▶ Excerpted text
◆ ◆ ◆

Exploring Sales as a Career and a Major

By: Amanda

It is easy to hear the word “sales” and have your mind automatically jump to a stereotypical salesperson: motivated only by money, willing to do anything for commission, and making wildly unrealistic promises to close deals. Those looking to choose a career path often say they would do anything but sales. 

All of this being said, these preconceived notions are far from the truth for most positions. Building relationships, working to solve problems, and helping others are just a few characteristics that make sales roles fulfilling and worthy of considerations. Nearly every job has a sales component. 

Sales is becoming increasingly demanded as a career path, with more than 50% of college graduates’ first job being some type of sales-related position. 

Text: Sales as a career and major
Photo: coffee cup on wood desktop

UMD’s Labovitz School of Business and Economics (LSBE) has a Sales minor, Sales Club, and newly established Sales major, making this the ideal time to pursue a Professional Sales career.

◆ ◆ ◆

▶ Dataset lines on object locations
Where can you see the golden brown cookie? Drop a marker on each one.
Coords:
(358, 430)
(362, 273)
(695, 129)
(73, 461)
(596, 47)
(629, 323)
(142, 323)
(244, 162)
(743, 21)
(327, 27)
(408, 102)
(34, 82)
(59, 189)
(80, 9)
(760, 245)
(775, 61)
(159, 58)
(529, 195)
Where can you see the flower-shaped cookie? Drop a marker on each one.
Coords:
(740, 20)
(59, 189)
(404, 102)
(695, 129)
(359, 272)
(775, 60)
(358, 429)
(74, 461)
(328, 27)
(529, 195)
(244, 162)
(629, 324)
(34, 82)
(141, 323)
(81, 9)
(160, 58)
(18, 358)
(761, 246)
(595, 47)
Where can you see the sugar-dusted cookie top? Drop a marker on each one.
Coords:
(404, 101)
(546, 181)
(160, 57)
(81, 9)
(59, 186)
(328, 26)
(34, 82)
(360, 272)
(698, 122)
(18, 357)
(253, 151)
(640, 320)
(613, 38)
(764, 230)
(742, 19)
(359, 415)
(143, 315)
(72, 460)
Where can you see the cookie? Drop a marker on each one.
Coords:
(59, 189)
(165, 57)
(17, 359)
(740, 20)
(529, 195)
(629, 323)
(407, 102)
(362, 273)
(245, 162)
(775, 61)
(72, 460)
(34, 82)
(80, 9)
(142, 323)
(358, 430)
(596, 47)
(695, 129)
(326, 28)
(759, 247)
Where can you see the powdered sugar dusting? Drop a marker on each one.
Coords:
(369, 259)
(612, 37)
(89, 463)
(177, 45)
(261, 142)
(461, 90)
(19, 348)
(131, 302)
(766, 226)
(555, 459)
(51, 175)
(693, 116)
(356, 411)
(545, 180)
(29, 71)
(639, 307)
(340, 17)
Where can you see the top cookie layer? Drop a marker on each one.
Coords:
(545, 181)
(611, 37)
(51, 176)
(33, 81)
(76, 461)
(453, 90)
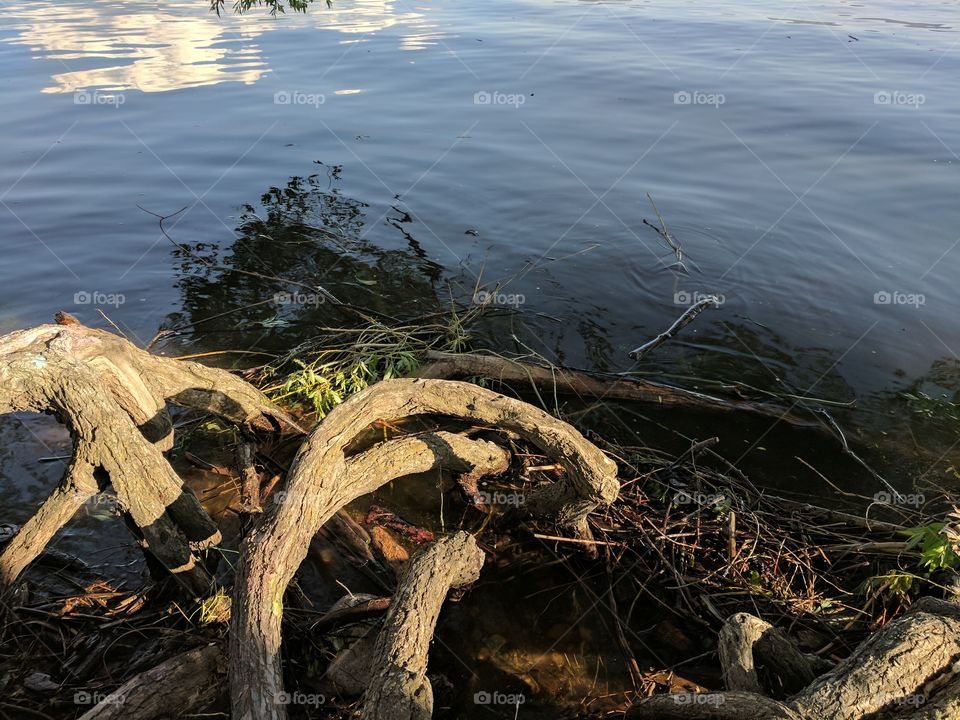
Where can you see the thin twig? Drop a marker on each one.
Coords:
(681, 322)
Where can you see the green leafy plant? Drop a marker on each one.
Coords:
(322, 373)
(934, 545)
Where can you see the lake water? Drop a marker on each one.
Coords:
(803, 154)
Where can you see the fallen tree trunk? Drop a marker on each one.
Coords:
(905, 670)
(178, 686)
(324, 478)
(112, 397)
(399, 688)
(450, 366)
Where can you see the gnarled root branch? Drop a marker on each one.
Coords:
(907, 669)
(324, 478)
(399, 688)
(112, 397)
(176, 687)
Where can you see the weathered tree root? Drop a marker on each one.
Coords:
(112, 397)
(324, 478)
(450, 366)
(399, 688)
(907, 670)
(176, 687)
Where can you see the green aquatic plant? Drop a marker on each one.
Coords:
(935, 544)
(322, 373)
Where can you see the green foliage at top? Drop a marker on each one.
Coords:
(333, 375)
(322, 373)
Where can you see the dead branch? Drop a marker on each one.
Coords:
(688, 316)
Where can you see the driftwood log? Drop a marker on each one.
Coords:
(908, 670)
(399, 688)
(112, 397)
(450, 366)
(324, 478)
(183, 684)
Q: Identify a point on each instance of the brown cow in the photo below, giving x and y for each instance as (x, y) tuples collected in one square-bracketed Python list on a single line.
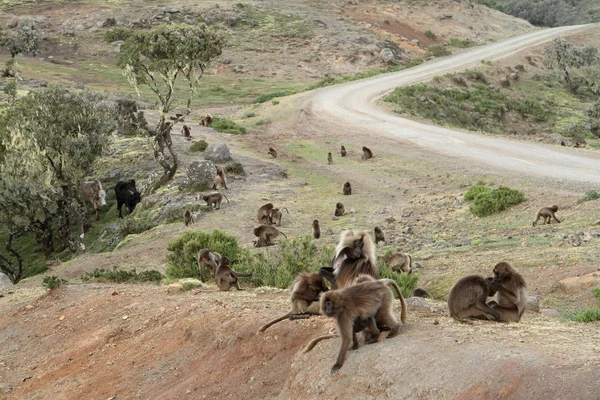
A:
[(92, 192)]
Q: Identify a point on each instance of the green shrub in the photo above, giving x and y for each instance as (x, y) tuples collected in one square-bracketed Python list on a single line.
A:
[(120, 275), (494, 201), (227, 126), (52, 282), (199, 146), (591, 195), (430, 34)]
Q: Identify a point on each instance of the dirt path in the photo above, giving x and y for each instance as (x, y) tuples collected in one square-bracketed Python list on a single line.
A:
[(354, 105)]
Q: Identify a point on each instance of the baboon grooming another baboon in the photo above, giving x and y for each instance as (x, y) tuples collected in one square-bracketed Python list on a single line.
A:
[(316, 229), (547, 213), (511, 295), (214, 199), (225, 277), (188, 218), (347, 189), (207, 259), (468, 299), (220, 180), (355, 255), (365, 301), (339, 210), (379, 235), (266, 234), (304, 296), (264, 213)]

◆ ◆ ◆

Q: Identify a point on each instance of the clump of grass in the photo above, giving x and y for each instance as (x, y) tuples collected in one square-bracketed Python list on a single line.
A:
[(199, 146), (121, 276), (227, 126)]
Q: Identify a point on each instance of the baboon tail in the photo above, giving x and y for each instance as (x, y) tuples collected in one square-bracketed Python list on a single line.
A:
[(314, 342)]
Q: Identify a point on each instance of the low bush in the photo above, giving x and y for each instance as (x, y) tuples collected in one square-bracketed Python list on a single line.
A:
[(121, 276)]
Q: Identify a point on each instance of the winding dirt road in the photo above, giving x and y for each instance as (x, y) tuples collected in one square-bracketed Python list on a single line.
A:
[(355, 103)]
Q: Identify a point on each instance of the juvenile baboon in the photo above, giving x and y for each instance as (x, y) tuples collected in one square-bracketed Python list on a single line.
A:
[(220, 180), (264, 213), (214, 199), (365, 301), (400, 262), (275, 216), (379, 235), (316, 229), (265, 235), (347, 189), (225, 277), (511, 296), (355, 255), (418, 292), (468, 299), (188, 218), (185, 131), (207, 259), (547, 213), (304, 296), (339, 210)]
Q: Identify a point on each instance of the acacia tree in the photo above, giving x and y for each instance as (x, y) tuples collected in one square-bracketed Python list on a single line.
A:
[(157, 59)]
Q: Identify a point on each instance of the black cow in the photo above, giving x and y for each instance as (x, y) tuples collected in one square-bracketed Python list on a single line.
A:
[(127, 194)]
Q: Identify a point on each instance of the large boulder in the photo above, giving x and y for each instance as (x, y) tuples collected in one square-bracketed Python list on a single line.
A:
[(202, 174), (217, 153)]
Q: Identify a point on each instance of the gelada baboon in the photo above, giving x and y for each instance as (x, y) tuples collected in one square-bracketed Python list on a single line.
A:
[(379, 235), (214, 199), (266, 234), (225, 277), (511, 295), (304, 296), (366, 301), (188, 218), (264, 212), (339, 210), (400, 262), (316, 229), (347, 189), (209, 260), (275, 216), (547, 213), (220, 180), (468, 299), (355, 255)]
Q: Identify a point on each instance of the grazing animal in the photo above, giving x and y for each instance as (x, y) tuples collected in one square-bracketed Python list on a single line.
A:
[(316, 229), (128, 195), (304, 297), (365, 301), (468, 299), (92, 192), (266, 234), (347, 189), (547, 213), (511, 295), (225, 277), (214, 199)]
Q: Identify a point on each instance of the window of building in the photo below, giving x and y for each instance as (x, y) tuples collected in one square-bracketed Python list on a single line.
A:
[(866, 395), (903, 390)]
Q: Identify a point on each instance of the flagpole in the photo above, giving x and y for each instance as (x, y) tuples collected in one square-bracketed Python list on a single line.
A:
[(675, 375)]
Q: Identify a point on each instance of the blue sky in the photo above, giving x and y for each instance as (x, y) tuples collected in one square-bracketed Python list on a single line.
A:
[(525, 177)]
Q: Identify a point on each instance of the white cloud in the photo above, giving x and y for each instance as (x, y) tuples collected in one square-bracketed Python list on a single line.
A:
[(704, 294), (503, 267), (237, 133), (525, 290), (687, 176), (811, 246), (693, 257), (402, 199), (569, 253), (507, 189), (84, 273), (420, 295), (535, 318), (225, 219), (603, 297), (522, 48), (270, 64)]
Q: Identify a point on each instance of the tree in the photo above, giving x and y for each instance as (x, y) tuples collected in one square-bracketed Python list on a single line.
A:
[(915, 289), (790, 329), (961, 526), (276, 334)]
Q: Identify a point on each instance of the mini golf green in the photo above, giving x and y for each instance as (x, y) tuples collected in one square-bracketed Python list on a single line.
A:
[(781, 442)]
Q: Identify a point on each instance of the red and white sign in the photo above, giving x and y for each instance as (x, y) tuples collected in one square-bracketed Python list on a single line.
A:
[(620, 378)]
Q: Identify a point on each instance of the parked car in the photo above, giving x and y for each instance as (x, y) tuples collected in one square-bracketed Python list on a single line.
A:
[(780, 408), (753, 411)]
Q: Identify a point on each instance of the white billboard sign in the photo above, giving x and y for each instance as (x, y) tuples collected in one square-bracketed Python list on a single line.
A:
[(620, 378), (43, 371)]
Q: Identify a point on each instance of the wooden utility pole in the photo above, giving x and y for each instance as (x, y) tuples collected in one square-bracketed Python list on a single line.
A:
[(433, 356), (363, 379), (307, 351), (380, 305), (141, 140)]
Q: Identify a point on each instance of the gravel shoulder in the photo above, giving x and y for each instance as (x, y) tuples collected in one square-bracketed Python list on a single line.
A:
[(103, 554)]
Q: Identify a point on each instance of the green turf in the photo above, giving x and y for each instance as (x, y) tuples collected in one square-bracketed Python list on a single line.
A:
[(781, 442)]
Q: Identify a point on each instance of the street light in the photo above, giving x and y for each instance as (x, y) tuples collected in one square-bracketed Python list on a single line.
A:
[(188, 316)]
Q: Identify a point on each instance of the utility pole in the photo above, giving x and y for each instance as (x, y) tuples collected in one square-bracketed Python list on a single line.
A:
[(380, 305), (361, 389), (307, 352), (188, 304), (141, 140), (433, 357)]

◆ ◆ ◆

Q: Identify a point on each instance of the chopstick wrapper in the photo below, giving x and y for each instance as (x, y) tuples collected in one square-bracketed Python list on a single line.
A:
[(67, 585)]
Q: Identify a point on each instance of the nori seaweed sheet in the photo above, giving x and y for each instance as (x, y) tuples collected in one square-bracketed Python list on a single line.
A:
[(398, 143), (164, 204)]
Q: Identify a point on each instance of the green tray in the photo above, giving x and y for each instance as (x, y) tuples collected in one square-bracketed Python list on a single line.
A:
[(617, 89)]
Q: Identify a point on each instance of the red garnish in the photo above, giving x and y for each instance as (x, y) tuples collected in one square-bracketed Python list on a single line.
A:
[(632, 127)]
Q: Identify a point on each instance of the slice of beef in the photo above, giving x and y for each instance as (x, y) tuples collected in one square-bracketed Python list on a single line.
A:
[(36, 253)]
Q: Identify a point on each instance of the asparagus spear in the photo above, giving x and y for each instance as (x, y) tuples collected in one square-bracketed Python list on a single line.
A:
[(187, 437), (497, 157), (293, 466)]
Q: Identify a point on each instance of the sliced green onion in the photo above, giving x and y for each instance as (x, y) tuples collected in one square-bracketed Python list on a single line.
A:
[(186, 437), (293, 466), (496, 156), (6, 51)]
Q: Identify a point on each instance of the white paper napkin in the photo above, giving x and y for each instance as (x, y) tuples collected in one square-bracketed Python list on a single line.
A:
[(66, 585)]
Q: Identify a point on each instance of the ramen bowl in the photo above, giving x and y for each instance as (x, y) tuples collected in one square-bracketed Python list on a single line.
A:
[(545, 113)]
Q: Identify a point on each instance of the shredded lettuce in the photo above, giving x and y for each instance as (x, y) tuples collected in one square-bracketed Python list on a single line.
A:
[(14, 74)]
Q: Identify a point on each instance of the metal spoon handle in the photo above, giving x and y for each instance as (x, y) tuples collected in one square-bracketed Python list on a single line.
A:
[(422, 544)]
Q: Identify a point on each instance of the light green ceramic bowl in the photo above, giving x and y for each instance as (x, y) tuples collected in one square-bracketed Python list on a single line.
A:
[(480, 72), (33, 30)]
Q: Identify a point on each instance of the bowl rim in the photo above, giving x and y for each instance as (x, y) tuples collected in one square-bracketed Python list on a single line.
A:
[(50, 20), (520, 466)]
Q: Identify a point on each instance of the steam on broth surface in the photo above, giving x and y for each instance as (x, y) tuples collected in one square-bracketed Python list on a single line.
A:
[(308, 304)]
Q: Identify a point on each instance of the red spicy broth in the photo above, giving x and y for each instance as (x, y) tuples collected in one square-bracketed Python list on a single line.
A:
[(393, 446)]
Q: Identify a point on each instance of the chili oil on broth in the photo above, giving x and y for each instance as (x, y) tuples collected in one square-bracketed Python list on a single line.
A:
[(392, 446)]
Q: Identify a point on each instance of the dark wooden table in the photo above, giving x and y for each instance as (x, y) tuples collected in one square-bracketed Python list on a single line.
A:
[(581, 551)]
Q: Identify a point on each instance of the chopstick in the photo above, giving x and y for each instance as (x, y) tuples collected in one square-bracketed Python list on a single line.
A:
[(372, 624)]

◆ ◆ ◆

▶ Tasks to perform
a) Return the portion of the article on sales as a career between "It is easy to" and "anything but sales.", inclusive.
b) According to the article on sales as a career, what share of college graduates have a sales-related position as their first job?

▶ Answers
a)
It is easy to hear the word “sales” and have your mind automatically jump to a stereotypical salesperson: motivated only by money, willing to do anything for commission, and making wildly unrealistic promises to close deals. Those looking to choose a career path often say they would do anything but sales.

b) More than 50%.